6.      Ownership of Work Product. The services and products covered under these terms are not a work-for-hire. The copyright in all deliverables created hereunder for Customer shall belong to the Service Provider. All intellectual property rights in all pre-existing works and derivative works of such pre-existing works and other deliverables and developments made, conceived, created, discovered, invented or reduced to practice in the performance of the Services hereunder are and shall remain the sole and absolute property of Service Provider, subject to a worldwide, non-exclusive license to Customer for its internal use as intended under these terms, and the Service Provider retains all moral rights therein. Service Provider does not grant Customer any license to any of the Service Provider’s products, which products must be separately licensed.

7.      Confidentiality.      

7.01 Confidential Information. The Parties acknowledge that by reason of their relationship to the other hereunder, each may disclose or provide access (the “Disclosing Party”) to the other Party (the “Receiving Party”) certain Confidential Information. “Confidential Information” shall mean (i) information concerning a Party’s products, business and operations including, but not limited to, information relating to business plans, financial records, customers, suppliers, vendors, products, product samples, costs, sources, strategies, inventions, procedures, sales aids or literature, technical advice or knowledge, contractual agreements, pricing, price lists, product white paper, product specifications, trade secrets, procedures, distribution methods, inventories, marketing strategies and interests, algorithms, data, designs, drawings, work sheets, blueprints, concepts, samples, inventions, manufacturing processes, computer programs and systems and know-how or other intellectual property, of a Party and its affiliates that may be at any time furnished, communicated or delivered by the Disclosing Party to the Receiving Party, whether in oral, tangible, electronic or other form; (ii) the terms of any agreement, and the discussions, negotiations and proposals related to any agreement; (iii) information acquired during any tours of or while present at a Party’s facilities; and (iv) all other non-public information provided by the Disclosing Party hereunder. In no event shall Service Provider’s use or disclosure of information regarding or relating to the development, improvement or use of any of Service Provider’s products be subject to any limitation or restriction. All Confidential Information shall remain the property of the Disclosing Party.

### SUPPLIED MATERIAL
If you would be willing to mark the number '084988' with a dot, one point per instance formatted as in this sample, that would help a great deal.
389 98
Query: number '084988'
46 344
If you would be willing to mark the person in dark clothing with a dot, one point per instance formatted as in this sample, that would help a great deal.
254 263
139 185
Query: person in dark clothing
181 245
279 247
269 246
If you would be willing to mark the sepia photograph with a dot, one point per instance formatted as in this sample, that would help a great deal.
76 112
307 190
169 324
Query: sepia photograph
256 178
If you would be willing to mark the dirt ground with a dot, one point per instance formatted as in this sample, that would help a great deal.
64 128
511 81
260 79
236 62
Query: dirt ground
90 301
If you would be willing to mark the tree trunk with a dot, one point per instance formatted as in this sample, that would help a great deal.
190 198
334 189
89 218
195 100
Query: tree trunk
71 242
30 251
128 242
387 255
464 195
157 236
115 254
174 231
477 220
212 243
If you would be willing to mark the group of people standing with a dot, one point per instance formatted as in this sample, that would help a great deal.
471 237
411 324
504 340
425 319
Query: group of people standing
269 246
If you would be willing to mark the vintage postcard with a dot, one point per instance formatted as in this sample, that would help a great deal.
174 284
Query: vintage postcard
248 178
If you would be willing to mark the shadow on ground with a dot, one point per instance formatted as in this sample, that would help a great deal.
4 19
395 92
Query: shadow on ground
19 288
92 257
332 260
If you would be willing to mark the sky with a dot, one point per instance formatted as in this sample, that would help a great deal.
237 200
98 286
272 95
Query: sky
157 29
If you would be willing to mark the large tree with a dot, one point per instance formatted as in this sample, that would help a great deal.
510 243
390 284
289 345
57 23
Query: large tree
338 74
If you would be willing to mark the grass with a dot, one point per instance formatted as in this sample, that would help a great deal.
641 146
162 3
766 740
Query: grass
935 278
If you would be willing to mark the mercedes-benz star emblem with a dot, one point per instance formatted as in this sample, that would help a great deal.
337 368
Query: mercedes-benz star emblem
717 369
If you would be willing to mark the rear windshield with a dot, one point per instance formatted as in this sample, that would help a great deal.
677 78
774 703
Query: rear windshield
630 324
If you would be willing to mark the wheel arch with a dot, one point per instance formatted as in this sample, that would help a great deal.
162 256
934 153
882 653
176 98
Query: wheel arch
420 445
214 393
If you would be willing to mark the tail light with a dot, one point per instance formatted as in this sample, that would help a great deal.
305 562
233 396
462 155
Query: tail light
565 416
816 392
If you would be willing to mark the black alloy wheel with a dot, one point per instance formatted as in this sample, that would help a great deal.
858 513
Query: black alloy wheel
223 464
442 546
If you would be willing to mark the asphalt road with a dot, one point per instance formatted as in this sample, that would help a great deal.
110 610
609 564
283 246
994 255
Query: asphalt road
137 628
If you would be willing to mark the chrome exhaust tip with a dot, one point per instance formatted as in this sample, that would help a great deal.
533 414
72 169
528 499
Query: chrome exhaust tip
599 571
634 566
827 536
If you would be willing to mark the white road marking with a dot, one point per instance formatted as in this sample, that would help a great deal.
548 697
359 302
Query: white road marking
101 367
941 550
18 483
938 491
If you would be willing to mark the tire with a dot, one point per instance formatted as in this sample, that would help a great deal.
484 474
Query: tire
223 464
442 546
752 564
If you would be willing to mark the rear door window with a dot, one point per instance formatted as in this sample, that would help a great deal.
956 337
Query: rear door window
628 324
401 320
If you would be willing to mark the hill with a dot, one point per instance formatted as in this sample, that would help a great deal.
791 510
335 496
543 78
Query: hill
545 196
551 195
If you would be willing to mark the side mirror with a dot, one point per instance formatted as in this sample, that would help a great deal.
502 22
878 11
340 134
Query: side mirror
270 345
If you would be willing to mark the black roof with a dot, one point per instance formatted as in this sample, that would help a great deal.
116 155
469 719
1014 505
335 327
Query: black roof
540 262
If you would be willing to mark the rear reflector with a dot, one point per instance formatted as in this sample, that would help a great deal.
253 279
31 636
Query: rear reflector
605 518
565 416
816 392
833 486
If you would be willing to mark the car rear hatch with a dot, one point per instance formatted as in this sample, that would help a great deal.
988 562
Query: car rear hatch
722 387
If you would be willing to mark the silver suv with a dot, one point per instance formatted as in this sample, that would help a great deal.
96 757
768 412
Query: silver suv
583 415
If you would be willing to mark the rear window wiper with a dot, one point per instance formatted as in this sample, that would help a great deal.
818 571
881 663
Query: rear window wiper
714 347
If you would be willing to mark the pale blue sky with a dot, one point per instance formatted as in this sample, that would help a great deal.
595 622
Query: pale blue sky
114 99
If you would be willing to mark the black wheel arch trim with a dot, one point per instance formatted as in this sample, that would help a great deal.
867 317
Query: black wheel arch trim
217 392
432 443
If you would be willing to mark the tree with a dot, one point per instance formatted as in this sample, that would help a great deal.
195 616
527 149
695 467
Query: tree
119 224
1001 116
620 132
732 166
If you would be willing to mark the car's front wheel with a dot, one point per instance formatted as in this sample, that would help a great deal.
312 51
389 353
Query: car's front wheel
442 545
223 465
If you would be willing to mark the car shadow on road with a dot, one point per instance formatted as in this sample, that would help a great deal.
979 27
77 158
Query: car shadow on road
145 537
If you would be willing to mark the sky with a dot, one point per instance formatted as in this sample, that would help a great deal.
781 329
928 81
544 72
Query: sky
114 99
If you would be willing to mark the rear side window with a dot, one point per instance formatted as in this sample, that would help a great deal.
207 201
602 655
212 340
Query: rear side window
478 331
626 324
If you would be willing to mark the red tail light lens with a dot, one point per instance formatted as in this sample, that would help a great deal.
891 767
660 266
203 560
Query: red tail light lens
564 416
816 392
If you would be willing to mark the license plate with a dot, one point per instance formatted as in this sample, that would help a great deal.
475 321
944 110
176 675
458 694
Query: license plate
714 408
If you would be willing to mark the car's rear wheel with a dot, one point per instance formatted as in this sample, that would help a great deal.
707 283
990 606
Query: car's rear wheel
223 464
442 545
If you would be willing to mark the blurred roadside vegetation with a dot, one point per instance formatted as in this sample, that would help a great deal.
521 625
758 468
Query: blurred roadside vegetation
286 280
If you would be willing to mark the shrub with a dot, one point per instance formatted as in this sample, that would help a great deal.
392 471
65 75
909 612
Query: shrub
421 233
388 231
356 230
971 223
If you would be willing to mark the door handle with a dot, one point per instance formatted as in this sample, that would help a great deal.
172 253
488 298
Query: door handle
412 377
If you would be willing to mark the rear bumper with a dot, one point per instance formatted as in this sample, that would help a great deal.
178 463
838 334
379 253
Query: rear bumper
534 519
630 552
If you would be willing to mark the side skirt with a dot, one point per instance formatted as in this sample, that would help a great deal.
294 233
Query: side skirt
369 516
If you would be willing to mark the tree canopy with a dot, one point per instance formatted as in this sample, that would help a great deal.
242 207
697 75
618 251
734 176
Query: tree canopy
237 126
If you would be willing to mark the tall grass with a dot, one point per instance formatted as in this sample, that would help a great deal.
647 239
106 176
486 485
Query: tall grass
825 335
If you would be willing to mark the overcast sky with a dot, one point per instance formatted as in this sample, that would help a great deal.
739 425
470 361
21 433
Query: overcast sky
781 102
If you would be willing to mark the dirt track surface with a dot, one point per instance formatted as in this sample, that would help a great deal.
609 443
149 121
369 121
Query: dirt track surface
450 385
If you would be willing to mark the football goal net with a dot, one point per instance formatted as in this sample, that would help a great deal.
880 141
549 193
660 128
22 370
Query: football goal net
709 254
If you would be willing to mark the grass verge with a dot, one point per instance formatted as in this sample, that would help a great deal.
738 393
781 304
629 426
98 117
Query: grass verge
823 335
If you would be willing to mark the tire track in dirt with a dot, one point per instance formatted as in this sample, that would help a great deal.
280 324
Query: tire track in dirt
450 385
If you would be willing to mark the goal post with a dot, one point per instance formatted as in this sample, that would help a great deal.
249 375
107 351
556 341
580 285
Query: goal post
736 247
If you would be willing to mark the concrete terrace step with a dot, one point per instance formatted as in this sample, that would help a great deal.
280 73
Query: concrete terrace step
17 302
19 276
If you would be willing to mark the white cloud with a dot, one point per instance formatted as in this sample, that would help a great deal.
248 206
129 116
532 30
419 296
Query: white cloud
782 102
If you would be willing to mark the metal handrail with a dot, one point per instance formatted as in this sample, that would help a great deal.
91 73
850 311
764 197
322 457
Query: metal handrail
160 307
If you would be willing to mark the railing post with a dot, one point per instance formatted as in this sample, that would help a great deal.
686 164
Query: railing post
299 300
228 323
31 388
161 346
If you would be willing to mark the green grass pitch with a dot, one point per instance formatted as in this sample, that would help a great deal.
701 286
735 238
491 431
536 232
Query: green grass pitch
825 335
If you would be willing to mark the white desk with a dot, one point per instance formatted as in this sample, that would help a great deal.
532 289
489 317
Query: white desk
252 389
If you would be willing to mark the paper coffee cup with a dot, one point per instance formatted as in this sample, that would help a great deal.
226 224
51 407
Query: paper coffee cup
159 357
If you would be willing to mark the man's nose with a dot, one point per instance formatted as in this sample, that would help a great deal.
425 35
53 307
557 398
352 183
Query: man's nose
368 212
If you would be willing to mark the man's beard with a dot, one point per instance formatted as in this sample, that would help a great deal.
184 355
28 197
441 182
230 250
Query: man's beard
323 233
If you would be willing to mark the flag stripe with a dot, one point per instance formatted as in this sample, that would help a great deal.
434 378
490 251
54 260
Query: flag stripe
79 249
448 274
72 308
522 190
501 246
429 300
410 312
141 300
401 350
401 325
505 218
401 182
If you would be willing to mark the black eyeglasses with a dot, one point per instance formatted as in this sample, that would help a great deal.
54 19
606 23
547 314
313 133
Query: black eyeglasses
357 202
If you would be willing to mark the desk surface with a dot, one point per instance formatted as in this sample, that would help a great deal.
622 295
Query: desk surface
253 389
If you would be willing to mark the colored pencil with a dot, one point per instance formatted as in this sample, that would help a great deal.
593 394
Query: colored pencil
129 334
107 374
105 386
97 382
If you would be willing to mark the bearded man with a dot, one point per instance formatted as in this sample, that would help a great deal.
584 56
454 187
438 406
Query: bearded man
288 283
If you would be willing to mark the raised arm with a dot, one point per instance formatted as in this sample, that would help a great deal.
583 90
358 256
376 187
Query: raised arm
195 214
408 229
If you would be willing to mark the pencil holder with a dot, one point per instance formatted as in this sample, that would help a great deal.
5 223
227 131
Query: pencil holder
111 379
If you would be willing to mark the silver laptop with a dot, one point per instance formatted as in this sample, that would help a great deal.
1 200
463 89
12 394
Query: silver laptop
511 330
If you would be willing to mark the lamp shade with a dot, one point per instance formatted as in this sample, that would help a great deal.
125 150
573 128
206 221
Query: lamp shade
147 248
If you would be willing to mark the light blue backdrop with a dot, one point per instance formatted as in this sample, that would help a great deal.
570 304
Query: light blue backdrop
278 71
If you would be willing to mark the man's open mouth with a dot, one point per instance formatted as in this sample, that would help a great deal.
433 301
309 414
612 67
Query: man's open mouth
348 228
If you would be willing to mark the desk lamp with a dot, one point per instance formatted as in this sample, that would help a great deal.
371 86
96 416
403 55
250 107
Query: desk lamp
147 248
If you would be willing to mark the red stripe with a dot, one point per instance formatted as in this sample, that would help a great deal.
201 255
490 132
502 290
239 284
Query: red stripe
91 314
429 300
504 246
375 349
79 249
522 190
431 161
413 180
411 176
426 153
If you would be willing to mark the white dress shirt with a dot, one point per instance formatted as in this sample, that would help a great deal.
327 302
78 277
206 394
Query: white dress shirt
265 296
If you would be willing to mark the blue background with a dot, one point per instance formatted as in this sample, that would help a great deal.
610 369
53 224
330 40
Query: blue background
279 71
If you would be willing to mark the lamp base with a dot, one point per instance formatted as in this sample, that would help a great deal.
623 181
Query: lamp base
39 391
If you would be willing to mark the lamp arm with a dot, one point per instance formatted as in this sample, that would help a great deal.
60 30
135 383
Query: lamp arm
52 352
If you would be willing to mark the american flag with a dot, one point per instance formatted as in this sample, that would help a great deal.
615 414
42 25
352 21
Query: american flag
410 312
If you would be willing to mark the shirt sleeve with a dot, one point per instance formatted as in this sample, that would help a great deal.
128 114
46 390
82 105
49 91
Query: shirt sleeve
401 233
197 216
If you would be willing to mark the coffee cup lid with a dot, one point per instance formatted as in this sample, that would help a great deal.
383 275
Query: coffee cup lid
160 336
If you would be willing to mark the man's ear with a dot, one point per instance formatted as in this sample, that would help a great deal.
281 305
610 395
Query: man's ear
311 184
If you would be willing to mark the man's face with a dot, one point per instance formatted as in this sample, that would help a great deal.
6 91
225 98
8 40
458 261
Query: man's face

### WHAT THIS EXERCISE ASKS
**a)** Repeat word for word everything in the contract excerpt from "6.      Ownership" down to "7.      Confidentiality.".
**b)** Find each line of the records that contains the string "shade", matching case exactly, and copy those lines.
The contract excerpt and the records are separate pieces of material.

### ANSWER SET
**a)**
6.      Ownership of Work Product. The services and products covered under these terms are not a work-for-hire. The copyright in all deliverables created hereunder for Customer shall belong to the Service Provider. All intellectual property rights in all pre-existing works and derivative works of such pre-existing works and other deliverables and developments made, conceived, created, discovered, invented or reduced to practice in the performance of the Services hereunder are and shall remain the sole and absolute property of Service Provider, subject to a worldwide, non-exclusive license to Customer for its internal use as intended under these terms, and the Service Provider retains all moral rights therein. Service Provider does not grant Customer any license to any of the Service Provider’s products, which products must be separately licensed.

7.      Confidentiality.

**b)**
If you would be willing to mark the lamp shade with a dot, one point per instance formatted as in this sample, that would help a great deal.
Query: lamp shade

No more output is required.